▸ **The task**
Copy out the items below word for word, leaving out the pictures.

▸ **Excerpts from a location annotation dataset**
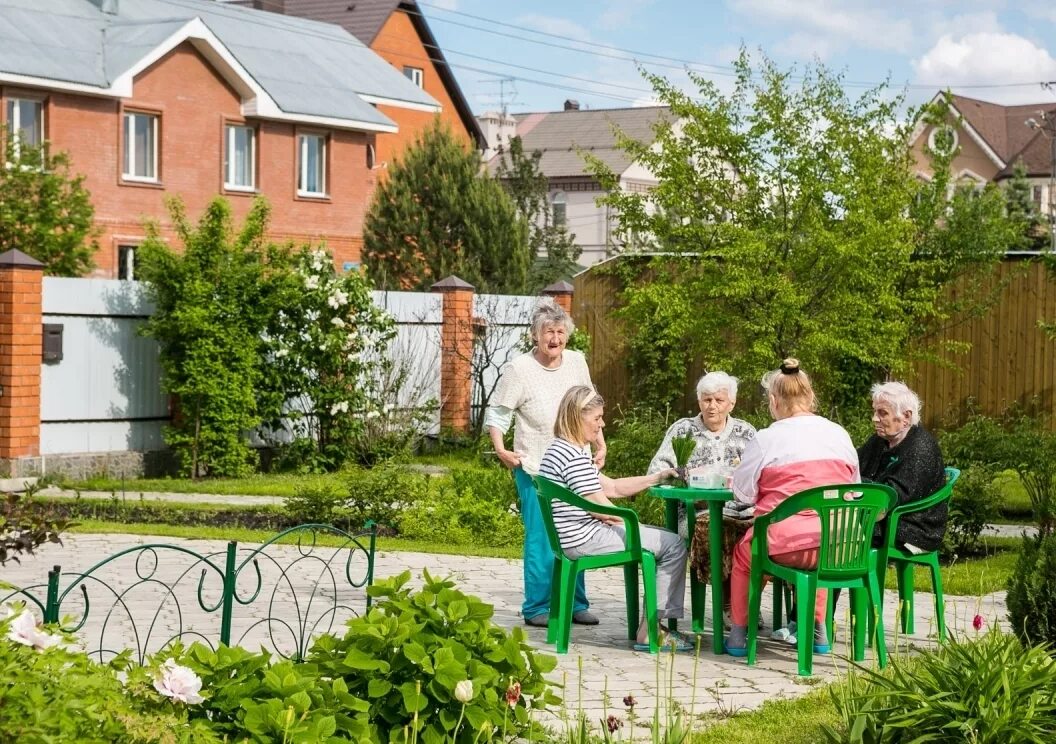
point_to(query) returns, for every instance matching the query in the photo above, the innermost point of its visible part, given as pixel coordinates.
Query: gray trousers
(666, 547)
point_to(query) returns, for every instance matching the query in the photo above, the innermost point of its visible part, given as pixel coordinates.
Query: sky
(531, 56)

▸ **Answer**
point_to(query) returns, for every instance matching the query in the photo above, the innermost point of its visible part, given as pixel coordinates.
Query: gray trousers
(666, 547)
point_to(query) returns, for every instance matching the query in the photo above, the innermost point of its visible part, given as pixel coordinates.
Query: sky
(531, 56)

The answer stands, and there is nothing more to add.